Task details: Write out exactly the lines below that run from the line containing "Target: white cargo van" through the last line of the records.

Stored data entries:
▼▼▼

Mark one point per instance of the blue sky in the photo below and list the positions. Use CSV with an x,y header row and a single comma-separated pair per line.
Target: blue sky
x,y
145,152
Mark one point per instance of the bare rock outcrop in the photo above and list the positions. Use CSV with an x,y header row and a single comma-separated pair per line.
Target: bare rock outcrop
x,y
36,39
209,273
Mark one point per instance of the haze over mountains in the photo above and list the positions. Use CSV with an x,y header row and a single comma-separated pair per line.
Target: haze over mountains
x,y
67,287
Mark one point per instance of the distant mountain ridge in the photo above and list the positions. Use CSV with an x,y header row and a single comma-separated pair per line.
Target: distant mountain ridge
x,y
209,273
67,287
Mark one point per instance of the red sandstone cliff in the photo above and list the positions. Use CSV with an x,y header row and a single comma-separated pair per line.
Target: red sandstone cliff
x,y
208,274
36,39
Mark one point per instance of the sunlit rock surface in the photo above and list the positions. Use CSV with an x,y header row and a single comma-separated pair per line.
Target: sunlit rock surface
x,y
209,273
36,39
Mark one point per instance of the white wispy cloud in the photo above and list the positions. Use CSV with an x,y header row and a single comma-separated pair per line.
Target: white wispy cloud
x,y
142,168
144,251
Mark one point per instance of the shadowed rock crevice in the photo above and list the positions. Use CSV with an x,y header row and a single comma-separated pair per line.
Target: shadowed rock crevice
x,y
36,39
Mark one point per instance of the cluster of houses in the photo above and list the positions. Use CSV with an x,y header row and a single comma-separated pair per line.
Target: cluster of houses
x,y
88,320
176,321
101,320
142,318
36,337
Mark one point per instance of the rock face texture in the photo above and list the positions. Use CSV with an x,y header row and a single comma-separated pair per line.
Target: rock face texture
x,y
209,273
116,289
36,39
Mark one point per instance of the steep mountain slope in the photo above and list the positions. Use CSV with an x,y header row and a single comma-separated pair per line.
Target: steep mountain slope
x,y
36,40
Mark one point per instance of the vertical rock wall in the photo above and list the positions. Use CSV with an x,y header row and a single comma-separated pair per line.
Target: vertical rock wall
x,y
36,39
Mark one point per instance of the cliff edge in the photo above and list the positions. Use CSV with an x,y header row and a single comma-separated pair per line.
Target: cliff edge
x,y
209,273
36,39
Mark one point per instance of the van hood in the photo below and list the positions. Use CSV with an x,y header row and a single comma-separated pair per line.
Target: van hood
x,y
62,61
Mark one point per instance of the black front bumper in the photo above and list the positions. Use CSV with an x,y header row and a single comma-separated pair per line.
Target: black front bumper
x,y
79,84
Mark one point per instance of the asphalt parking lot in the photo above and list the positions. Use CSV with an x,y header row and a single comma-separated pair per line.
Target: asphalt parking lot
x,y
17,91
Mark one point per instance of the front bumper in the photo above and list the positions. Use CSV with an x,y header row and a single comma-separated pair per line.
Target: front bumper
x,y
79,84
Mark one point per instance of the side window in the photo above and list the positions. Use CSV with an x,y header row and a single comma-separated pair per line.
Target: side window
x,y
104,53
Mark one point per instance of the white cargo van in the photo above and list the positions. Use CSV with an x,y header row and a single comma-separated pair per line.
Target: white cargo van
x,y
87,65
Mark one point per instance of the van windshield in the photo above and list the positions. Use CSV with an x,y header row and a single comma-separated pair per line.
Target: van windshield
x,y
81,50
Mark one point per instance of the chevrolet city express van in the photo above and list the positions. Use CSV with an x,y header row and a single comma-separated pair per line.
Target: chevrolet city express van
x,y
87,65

▲▲▲

Result below:
Target: white cargo van
x,y
87,65
Mark one point per instance of the van windshield in the photo above and list the positions. Use CSV with an x,y header row and a single comma-separated pair per line.
Target: van windshield
x,y
81,50
Mark one point per instance of the chevrolet city express van in the photo above and list the positions. Use CSV with an x,y header row and a single comma-separated pair per line.
Target: chevrolet city express van
x,y
87,65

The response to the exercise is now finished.